[Supplied text]
===============

GSA Annual Meeting in Seattle, Washington, USA - 2017

Paper No. 123-5
Presentation Time: 2:30 PM

CRETACEOUS BURMESE AMBER BIOTA


WANG, Bo, State Key Laboratory of Palaeobiology and Stratigraphy, Nanjing Institute of Geology and Palaeontology, 39, Beijing East Rd, Nanjing, 210008, China, bowang@nigpas.ac.cn

Burmese amber (amber from northern Myanmar) contains the most diverse biota of all Cretaceous amber. During the last 100 years, Burmese amber has received worldwide scientific interest; more than 300 families of arthropods plus diverse plants and vertebrates have been reported.

Burmese amber has been known for nearly 2000 years, and it has been traded with China since Han Dynasty times (202 B.C. to 220 A.D). The first reported animal inclusions in Burmese amber were presented between 1917 and 1922 by Dr. Cockerell. The renaissance in Burmese amber research started at the very end of 20th century and the investigations on inclusions of Burmese amber are now in full bloom. Recently, in internationally collaborations, the amber and its inclusions have been thoroughly investigated, with prolific papers and reports published on the identification and description of numerous fossil inclusions.

===============

[Material provided]
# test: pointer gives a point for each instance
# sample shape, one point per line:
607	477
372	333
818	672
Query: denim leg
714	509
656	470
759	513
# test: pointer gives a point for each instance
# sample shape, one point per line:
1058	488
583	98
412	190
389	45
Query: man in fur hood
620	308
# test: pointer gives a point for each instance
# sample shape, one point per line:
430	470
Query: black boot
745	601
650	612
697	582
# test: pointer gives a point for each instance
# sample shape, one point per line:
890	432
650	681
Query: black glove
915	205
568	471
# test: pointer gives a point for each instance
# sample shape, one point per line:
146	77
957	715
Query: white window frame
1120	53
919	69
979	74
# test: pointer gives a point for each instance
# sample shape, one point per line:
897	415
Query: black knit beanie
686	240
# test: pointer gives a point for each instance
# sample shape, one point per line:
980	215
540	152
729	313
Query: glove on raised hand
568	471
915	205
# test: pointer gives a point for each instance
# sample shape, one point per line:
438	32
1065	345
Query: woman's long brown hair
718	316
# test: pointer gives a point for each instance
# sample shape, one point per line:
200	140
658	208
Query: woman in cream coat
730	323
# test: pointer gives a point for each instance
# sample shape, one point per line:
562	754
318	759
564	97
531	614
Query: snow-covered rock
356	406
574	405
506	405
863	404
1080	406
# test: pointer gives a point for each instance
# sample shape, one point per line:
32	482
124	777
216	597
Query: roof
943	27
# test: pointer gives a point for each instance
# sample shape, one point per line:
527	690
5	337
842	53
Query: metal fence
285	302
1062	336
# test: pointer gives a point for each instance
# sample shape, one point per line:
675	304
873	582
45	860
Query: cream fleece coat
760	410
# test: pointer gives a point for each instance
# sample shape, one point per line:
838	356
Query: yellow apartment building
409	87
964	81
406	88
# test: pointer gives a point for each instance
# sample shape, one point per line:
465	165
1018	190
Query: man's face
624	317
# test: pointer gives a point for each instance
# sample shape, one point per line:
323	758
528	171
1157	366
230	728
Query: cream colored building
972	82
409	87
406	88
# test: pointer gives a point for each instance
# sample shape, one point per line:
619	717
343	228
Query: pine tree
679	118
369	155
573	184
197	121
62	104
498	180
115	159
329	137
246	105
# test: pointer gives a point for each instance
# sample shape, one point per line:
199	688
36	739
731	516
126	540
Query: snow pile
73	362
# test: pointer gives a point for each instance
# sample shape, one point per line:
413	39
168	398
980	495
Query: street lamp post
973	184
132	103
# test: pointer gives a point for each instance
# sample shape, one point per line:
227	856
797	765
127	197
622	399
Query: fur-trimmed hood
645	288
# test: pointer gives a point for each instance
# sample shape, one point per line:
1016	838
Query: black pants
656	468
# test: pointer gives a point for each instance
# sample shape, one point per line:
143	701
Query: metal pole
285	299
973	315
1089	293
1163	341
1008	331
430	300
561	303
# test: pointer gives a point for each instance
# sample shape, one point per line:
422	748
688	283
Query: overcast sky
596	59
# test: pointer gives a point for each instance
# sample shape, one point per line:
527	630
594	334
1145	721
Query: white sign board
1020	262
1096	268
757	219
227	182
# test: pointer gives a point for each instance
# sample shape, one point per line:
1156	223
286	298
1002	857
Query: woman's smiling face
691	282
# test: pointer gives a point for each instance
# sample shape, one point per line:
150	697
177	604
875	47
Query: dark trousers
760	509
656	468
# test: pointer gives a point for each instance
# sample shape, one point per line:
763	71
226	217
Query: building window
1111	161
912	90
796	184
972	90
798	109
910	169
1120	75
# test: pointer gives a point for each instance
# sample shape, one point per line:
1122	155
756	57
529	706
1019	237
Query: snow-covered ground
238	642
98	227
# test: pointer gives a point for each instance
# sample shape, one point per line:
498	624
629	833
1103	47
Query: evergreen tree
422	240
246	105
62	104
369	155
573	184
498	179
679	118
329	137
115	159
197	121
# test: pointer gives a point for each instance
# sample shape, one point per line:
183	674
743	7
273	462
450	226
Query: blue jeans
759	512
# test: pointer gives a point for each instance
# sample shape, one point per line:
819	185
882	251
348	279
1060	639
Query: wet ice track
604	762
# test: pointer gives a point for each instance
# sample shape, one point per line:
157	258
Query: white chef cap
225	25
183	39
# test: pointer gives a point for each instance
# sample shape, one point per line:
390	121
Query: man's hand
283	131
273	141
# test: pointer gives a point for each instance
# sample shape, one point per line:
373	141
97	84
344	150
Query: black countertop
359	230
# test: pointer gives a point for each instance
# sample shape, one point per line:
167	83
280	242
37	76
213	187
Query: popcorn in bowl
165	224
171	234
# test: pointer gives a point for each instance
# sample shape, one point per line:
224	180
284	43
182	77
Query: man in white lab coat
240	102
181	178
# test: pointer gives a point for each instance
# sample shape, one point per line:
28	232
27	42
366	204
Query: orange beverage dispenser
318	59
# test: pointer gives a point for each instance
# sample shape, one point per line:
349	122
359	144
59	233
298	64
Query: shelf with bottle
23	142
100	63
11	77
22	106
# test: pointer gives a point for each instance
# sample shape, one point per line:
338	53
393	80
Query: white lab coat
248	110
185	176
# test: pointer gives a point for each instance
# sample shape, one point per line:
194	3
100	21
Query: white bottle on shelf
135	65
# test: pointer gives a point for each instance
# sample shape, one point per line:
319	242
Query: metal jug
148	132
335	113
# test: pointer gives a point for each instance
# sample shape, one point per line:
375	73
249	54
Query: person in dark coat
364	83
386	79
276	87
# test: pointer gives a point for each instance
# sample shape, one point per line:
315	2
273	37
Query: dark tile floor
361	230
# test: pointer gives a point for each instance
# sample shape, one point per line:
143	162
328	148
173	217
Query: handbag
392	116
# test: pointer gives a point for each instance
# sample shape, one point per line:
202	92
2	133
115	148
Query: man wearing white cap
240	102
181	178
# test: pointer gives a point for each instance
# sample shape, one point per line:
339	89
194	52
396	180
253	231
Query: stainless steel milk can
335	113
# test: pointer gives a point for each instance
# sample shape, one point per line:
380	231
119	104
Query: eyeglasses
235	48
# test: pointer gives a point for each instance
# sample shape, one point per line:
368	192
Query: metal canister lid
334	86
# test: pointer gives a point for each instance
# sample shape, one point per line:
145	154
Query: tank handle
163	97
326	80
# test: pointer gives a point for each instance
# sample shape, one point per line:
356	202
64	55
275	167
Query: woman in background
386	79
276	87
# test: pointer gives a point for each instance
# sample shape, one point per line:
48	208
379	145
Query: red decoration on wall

===============

[Problem set]
- A) Write out again, word for word, everything in the Burmese amber abstract from "WANG, Bo, State" down to "have been reported.".
- B) In the Burmese amber abstract, who presented the first reported animal inclusions in Burmese amber, and in what years?
- C) Go on with the Burmese amber abstract from the point where it stops.

[Responses]
- A)
WANG, Bo, State Key Laboratory of Palaeobiology and Stratigraphy, Nanjing Institute of Geology and Palaeontology, 39, Beijing East Rd, Nanjing, 210008, China, bowang@nigpas.ac.cn

Burmese amber (amber from northern Myanmar) contains the most diverse biota of all Cretaceous amber. During the last 100 years, Burmese amber has received worldwide scientific interest; more than 300 families of arthropods plus diverse plants and vertebrates have been reported.

- B) Dr. Cockerell presented them between 1917 and 1922.

- C)
We have re-investigated this biota based on new, abundant fossils and got some new and surprising discoveries. We found a number of arthropod groups that are rare or extremely rare in amber, e.g. crabs (Brachyura), camel spiders (Solifugae), whip-scorpions (Thelyphonida), and onychophorans (Onychophora). Insects are the most common group in Burmese amber and show a remarkable mixture of basal and derived forms. They document a particularly active time in the evolution of life on land, the Cretaceous terrestrial revolution. Flowering plants were flourishing and diversifying, the insects that fed on the flowers were also flourishing and diversifying, and the predators that fed on the insects (spiders, lizards, mammals, and birds) were flourishing and diversifying. The stories of plant, insect and other invertebrates, and predator interactions documented in Burmese amber offer an unprecedented view into the co-evolution of insects and plants, the evolution of pollination, adaptations to various types of food and habitats, and the formation of recent ecosystems and biotas.

Although the list of exciting discoveries is long, only about 20% of the inclusions have been formally described from Burmese amber. Therefore the Burmese amber biota requires much more extensive and detailed taxonomic investigation.